BEGIN TEXT PROVIDED
10:45 AM - 12:15 PM
[SSS04-P10] Coseismic slip and stress drop estimation of the 2011 Tohoku earthquake in the off-Sanriku shallow region imposing mechanical conditions
When the Tohoku earthquake occurred, an ocean-bottom electro-magnetometer (OBEM) had beeen installed just outside of the Japan Trench off Sanriku (Ichihara et al. 2013). OBEM can record magnetic field changes induced by tsunamis. Recent studies have attempted to utilize the OBEM tsunami data for fault modeling analyses (Kawashima & Toh 2016; Yokoi et al. 2022). In addition, Saito and Noda (2022) proposed an inversion method to directly estimate the interseismic shear stress accumulation rate from surface velocity observations, combining the linear relationships between surface displacements and interplate slips and between interplate slips and shear stress changes. This approach has an advantage in the flexibility to incorporate mechanical conditions of the plate boundary as prior information, compared to the conventional slip inversion approach. In this study, adding the OBEM tsunami data and using the inversion method of Saito and Noda (2022), we attempt to estimate the slip and stress drop off Sanriku with a better resolution.
END TEXT PROVIDED
BEGIN GIVEN ENTRIES
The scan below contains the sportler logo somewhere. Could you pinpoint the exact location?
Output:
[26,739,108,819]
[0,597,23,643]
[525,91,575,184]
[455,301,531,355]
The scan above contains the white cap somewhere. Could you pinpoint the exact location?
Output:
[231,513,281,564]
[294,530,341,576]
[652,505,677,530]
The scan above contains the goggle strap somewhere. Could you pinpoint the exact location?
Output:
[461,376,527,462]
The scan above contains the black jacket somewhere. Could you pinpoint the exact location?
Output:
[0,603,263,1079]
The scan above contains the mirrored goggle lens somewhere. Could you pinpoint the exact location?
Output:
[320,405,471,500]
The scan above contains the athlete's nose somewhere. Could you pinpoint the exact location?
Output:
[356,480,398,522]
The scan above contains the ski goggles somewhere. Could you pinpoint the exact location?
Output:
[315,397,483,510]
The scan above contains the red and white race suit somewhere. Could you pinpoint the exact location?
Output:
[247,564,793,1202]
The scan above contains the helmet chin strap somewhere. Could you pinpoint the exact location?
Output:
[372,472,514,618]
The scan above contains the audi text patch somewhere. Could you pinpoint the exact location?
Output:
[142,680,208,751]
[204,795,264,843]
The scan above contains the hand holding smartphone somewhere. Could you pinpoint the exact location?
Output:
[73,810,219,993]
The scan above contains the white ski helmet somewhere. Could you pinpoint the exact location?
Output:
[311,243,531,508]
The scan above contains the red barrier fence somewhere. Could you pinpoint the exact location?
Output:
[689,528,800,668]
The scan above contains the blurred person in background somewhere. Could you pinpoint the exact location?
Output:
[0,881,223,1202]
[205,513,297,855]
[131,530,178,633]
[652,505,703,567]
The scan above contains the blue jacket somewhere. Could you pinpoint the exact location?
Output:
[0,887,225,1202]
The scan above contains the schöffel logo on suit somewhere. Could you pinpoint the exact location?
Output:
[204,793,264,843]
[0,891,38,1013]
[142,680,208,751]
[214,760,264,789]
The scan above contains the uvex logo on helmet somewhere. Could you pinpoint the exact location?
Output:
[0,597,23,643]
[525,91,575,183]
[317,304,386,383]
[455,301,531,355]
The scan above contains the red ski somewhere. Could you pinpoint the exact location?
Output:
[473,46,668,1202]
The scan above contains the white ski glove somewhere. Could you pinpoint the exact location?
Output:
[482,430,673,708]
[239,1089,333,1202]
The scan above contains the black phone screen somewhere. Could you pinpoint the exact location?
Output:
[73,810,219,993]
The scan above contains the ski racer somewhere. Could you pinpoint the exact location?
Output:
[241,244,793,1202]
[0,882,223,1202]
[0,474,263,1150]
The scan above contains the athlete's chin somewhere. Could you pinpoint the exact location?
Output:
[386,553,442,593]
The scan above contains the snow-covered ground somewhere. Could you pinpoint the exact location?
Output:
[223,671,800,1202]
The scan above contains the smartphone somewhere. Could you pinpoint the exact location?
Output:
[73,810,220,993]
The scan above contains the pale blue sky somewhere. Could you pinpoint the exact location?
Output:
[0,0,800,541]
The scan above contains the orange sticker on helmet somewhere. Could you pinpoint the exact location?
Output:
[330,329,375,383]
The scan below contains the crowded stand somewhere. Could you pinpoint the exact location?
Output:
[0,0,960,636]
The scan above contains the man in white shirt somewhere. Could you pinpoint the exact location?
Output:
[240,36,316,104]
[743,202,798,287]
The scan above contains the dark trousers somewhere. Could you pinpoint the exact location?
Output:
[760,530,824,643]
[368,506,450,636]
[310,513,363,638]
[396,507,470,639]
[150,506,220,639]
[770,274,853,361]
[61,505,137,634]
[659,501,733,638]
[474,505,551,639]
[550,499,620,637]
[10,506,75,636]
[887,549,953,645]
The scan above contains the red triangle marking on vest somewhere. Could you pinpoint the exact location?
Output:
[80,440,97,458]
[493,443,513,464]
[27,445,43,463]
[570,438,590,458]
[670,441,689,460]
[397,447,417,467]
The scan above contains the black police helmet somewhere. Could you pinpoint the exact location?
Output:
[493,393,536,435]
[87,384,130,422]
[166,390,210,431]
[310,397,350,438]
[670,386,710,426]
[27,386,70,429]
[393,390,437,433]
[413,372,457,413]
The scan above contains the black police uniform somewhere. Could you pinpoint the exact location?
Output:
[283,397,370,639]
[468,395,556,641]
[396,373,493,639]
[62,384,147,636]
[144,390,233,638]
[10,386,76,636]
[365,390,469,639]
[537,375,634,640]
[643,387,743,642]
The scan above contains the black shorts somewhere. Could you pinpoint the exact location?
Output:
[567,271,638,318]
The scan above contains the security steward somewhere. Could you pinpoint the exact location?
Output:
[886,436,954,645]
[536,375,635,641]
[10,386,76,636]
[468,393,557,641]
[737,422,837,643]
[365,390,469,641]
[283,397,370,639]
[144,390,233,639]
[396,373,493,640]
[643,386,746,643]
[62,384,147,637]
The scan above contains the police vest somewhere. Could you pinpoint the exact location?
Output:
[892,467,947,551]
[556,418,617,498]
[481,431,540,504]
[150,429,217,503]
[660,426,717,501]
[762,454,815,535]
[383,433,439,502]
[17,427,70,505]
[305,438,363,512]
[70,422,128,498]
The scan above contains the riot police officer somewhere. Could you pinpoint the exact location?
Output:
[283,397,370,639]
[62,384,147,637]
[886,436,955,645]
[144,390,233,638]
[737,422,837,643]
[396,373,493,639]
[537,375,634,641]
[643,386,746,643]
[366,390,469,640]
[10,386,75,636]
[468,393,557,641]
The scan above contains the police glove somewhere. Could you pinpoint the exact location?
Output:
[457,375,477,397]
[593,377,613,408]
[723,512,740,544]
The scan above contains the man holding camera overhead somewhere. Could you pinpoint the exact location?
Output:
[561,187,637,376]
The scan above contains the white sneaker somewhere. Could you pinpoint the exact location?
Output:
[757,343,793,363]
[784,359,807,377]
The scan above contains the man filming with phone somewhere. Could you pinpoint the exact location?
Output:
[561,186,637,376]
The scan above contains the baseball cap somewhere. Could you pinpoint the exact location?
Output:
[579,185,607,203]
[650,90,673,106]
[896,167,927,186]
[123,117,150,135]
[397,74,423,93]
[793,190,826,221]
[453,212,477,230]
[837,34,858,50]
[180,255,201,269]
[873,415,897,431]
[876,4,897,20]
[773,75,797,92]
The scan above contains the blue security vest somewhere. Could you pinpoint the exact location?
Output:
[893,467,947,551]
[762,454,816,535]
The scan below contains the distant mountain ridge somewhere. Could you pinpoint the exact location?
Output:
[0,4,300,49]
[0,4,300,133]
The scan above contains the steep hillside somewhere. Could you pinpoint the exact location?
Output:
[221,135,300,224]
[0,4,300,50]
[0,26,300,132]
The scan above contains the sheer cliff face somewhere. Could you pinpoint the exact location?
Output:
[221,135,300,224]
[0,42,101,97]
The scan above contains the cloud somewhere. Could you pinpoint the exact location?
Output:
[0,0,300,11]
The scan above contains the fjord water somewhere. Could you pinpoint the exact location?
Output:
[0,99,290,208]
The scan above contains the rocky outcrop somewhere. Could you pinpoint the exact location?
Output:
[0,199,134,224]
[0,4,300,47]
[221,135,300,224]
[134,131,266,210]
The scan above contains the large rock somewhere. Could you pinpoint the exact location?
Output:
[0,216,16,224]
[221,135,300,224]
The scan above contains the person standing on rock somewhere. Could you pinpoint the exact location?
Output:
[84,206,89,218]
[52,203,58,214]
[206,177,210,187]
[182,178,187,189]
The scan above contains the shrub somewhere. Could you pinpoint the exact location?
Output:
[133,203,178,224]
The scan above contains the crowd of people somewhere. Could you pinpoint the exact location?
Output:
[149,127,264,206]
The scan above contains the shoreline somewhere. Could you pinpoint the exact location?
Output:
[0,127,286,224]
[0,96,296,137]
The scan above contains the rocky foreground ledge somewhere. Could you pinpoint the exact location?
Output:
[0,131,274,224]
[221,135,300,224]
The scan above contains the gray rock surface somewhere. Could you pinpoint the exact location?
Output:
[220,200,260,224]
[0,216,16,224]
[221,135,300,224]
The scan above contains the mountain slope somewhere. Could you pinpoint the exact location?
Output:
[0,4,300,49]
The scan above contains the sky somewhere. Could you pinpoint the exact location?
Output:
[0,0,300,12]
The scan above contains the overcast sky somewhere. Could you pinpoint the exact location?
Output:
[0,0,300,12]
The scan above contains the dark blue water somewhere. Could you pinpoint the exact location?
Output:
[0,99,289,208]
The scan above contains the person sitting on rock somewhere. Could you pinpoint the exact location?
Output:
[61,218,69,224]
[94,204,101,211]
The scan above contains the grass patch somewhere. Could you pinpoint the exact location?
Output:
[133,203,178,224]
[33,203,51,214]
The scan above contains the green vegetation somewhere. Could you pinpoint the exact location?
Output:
END GIVEN ENTRIES
Copy out the whole text on the 2011 Tohoku earthquake word for word.

10:45 AM - 12:15 PM
[SSS04-P10] Coseismic slip and stress drop estimation of the 2011 Tohoku earthquake in the off-Sanriku shallow region imposing mechanical conditions
When the Tohoku earthquake occurred, an ocean-bottom electro-magnetometer (OBEM) had beeen installed just outside of the Japan Trench off Sanriku (Ichihara et al. 2013). OBEM can record magnetic field changes induced by tsunamis. Recent studies have attempted to utilize the OBEM tsunami data for fault modeling analyses (Kawashima & Toh 2016; Yokoi et al. 2022). In addition, Saito and Noda (2022) proposed an inversion method to directly estimate the interseismic shear stress accumulation rate from surface velocity observations, combining the linear relationships between surface displacements and interplate slips and between interplate slips and shear stress changes. This approach has an advantage in the flexibility to incorporate mechanical conditions of the plate boundary as prior information, compared to the conventional slip inversion approach. In this study, adding the OBEM tsunami data and using the inversion method of Saito and Noda (2022), we attempt to estimate the slip and stress drop off Sanriku with a better resolution.